Supplied material =>

::::

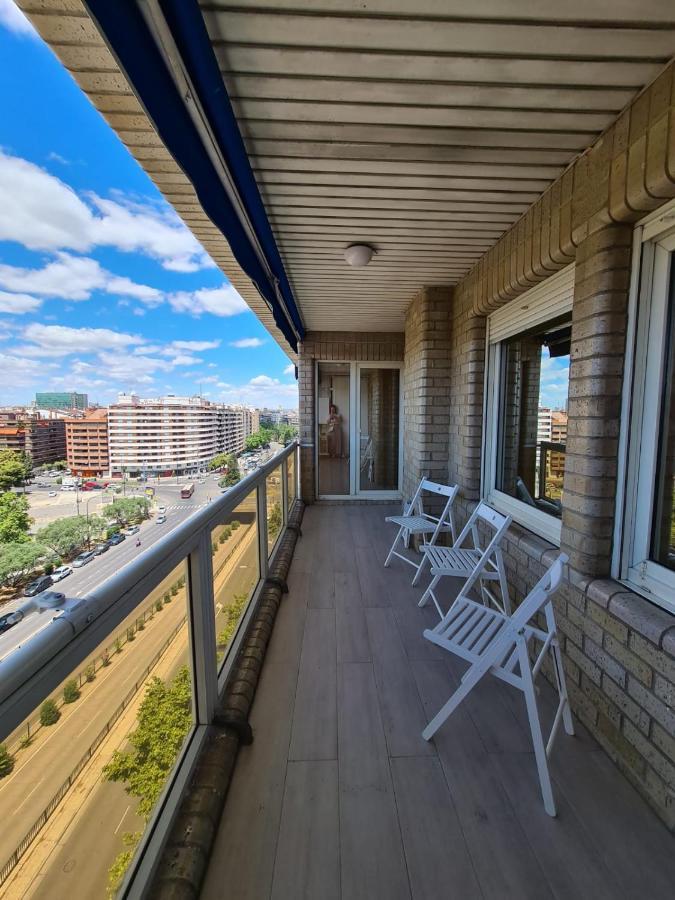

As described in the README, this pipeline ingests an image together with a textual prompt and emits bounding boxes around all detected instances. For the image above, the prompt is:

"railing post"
[281,456,288,526]
[256,478,269,579]
[187,529,218,725]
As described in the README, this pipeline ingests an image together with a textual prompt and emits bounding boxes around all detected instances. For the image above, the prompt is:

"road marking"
[13,776,45,815]
[113,805,131,834]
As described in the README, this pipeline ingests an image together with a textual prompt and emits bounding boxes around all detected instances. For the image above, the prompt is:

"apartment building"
[35,391,89,410]
[108,394,251,475]
[0,409,66,466]
[65,409,110,477]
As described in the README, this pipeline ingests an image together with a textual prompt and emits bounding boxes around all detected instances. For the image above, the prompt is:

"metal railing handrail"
[0,441,298,741]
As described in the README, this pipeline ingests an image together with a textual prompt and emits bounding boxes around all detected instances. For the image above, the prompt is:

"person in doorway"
[326,403,342,459]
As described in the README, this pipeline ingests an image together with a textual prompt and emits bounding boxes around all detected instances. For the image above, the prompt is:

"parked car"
[71,550,94,569]
[40,591,66,607]
[0,609,23,634]
[23,575,53,597]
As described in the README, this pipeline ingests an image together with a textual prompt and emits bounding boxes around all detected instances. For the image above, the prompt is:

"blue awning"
[87,0,304,350]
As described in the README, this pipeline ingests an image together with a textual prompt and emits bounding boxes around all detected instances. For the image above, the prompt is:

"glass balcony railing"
[0,444,297,898]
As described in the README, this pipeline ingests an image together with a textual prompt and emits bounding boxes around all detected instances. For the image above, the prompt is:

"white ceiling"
[201,0,675,330]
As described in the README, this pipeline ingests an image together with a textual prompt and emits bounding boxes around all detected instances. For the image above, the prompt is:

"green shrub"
[40,700,61,725]
[0,744,14,778]
[63,678,80,703]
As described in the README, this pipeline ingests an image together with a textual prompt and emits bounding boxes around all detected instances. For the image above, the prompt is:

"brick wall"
[298,331,404,503]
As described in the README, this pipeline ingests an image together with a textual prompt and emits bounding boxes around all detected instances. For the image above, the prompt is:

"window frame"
[481,263,574,547]
[612,203,675,613]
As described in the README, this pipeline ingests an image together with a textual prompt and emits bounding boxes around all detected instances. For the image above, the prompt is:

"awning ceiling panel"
[205,0,675,330]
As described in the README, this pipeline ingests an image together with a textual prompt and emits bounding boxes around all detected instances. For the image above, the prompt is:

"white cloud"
[0,253,162,305]
[16,323,143,357]
[0,0,38,37]
[171,341,220,353]
[0,291,42,315]
[230,338,265,349]
[0,152,214,272]
[168,284,248,317]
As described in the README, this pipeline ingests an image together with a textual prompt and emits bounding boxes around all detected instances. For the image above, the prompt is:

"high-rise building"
[108,394,252,475]
[35,391,89,410]
[65,409,110,476]
[0,410,66,466]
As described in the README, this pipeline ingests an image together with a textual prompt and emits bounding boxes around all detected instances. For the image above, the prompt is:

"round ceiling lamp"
[345,244,375,268]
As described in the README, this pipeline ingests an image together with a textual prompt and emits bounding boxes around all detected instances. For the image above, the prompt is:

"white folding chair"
[422,553,574,816]
[384,478,459,584]
[419,503,511,618]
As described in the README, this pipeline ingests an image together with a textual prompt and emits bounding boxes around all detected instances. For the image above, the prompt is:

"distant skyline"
[0,0,298,408]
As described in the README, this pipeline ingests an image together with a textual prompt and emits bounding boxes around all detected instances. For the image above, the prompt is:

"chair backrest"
[457,502,511,553]
[509,553,568,632]
[410,477,459,544]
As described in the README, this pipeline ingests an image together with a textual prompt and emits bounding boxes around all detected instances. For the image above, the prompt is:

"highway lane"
[21,532,257,900]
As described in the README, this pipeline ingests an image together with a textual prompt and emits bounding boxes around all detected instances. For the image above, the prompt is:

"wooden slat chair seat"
[419,503,511,618]
[422,554,574,816]
[384,478,459,584]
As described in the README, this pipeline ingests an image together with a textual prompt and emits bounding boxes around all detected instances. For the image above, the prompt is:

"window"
[484,266,574,543]
[618,215,675,612]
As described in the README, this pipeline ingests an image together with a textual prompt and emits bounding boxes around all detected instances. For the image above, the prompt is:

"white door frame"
[314,359,403,500]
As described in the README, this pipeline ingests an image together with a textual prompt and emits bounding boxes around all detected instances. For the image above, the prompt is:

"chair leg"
[551,637,574,735]
[384,525,405,569]
[413,549,428,587]
[517,635,557,816]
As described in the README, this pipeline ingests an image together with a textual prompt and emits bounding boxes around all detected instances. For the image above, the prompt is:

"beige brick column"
[403,285,453,498]
[561,225,632,577]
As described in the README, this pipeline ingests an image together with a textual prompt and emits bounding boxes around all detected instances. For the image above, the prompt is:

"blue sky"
[0,0,297,407]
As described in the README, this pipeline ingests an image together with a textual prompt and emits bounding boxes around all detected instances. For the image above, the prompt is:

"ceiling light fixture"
[345,244,376,267]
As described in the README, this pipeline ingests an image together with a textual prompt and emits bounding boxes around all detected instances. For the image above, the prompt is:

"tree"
[103,666,192,821]
[0,450,30,491]
[40,700,61,725]
[36,516,103,559]
[0,744,14,778]
[63,678,80,703]
[104,497,150,525]
[0,541,51,587]
[0,491,32,544]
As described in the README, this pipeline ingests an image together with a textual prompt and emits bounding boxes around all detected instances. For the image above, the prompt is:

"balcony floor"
[202,505,675,900]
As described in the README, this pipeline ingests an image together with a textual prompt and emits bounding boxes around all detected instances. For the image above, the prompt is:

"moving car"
[0,609,23,634]
[71,550,94,569]
[23,575,53,597]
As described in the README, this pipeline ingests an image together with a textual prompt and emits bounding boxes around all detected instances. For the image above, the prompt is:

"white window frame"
[612,203,675,612]
[481,263,574,547]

::::

Problem to work on =>
The records above should be reproduced exactly, with no pictures included.

Result =>
As described in the README, this pipeline ingests an image together with a textual prompt and emits bounding boxes around all detected instances. For the image above, the prompt is:

"railing post"
[281,456,288,526]
[256,478,269,579]
[187,529,218,725]
As described in the README, this pipeline ingests an image together with a textual prompt and emits bounding boxes around all detected instances. For the image above, the prompt is:

"road marking"
[13,776,45,815]
[113,805,131,834]
As described in the README, this pipeline ingests an image together with a textual prompt and emits bounding boxes around all detected instances. For the image above, the prompt is:

"apartment building"
[35,391,89,410]
[108,394,251,475]
[0,409,66,466]
[65,409,110,477]
As described in the README, this pipeline ingests an image together with a textual prompt and emits bounding boxes around all detected instances. For the image above, the prompt is:

"metal railing handrail"
[0,441,298,741]
As described in the README, this pipeline ingests an image together with a textual prompt and emits bounding boxes around all detected instances. For the image above, the prompt is:

"person in doorway"
[326,403,342,459]
As described in the README, this pipeline ingests an image together with a textual prompt and emits bounding boxes around all detected instances. For the image above, the prompt is:

"parked car"
[71,550,94,569]
[40,591,66,607]
[0,609,23,634]
[23,575,53,597]
As described in the README, this pipeline ingests an image together with a textual prompt and emits bounding boxes around all detected instances. For the image above, the prompt is:

"blue awning"
[87,0,304,350]
As described in the README, this pipeline ingests an image together with a textual prompt and emits bounding boxes around all detected instances. For the image above, the prompt is:

"glass balcony railing"
[0,444,297,898]
As described in the README, this pipeline ingests an image together with a textual prompt and emits bounding boxes around all detected instances. For the image above, the prompt is:

"white ceiling"
[201,0,675,330]
As described in the README, this pipeline ingests an image together with a textual prompt and emits bounding boxes around all detected instances. For the image above, the prompt is:

"green shrub"
[40,700,61,725]
[0,744,14,778]
[63,678,80,703]
As described in the README, this pipeline ingests an image together with a textual prompt and emits bounding boxes around all detected instances. For the image above, the prompt is:

"brick wall"
[298,331,404,503]
As described in the README, this pipeline ingests an image together with a textual prompt and emits bounding boxes around all detected instances. For the image above, the prompt is:

"window frame"
[481,263,574,547]
[612,203,675,613]
As described in the README, this pipeline ingests an image together with a textual prompt and emits bounding boxes around all detected instances. For the image above, the prompt is:

"awning ceiling panel"
[205,0,675,330]
As described in the README, this pipeline ingests an image together with a textual prompt and emits bounding boxes around all detected instances. For the image above, the prompt is:

"white cloud"
[0,253,162,305]
[16,323,143,357]
[0,0,38,37]
[171,341,220,353]
[0,291,42,315]
[230,338,265,349]
[0,152,214,272]
[168,284,248,317]
As described in the README, this pipeline ingests an image together with a textual prompt and emits bounding boxes around all detected instances. For the image above, the prompt is:

"high-rise building"
[108,394,252,475]
[35,391,89,410]
[65,409,110,476]
[0,410,66,466]
As described in the README, this pipeline ingests an image together with a textual prompt and emits bounding boxes around all detected instances. For the image above, the prompt is:

"round ceiling lamp"
[345,244,375,268]
As described in the README, this pipeline ingests an image together with a textual prompt and emits bounding boxes around all detected instances. For the image above, the prompt is:

"white folding chair"
[422,553,574,816]
[384,478,459,584]
[419,503,511,618]
As described in the README, this pipeline ingests an image together with a textual prompt and emits bounding boxes around all detected instances. For the image above, the prompt is:

"distant skyline"
[0,0,298,408]
As described in the README, this pipeline ingests an image together with a textual prompt and emits bounding boxes around all detected instances. For the image above, the prompt is:

"chair backrest"
[457,502,511,553]
[509,553,568,632]
[410,477,459,544]
As described in the README, this pipeline ingests an image together with a textual prompt and emits bounding boxes around all detected instances. For the image above, the prompt is:

"highway lane"
[21,532,257,900]
As described in the README, this pipeline ingests an image together with a textual prompt and emits bounding boxes around all detected instances. For the image above, the prompt is:

"wooden slat chair seat"
[419,503,511,618]
[422,554,574,816]
[384,478,459,584]
As described in the README, this pipeline ingests an image together with a textual prompt and emits bounding boxes around all detected instances. For the image above, the prompt is:

"window"
[484,266,574,543]
[618,215,675,612]
As described in the README, this pipeline ingests an image together with a textual prompt and emits bounding boxes around all detected instances. For the image above, the prompt is:

"white door frame"
[314,359,403,500]
As described in the README, this pipeline ingests an image together with a textual prompt and emits bounding boxes around all detected instances. For the image above, the prompt is:

"chair leg"
[551,637,574,735]
[384,525,405,569]
[413,549,428,587]
[517,635,557,816]
As described in the README, this pipeline ingests an image together with a textual prompt and emits bounding boxes around all detected instances. For the image above, the prompt is:

"beige brick column"
[403,285,453,498]
[561,225,632,577]
As described in the README, this pipeline ingests an image together with a textual prompt and emits bounding boxes around all detected instances. For the image above, the prompt is:

"blue sky"
[0,0,297,407]
As described in the README, this pipeline ingests an image together with a textual prompt and emits bounding boxes around all detected instances. For the image above, the prompt is:

"ceiling light fixture"
[345,244,376,267]
As described in the README, this pipeline ingests an image together with a textual prompt and emits bounding boxes around all detected instances. For the image above, the prompt is:

"tree"
[103,666,192,821]
[0,450,30,491]
[40,700,61,725]
[36,516,103,559]
[0,744,14,778]
[63,678,80,703]
[104,497,150,525]
[0,541,51,587]
[0,491,32,544]
As described in the README, this pipeline ingests an image together with a textual prompt and emits bounding boxes around all detected instances. For the image above, the prompt is:

"balcony floor"
[202,505,675,900]
As described in the README, this pipeline ingests an image together with a textual prompt and emits bounding boxes around all detected instances. For the image above, the prompt is:

"moving car"
[0,609,23,634]
[71,550,94,569]
[23,575,53,597]
As described in the README, this pipeline ingests an image together with a textual prompt and emits bounding boxes around all detected instances. For the image above, the prompt is:

"white window frame"
[612,203,675,612]
[481,263,574,547]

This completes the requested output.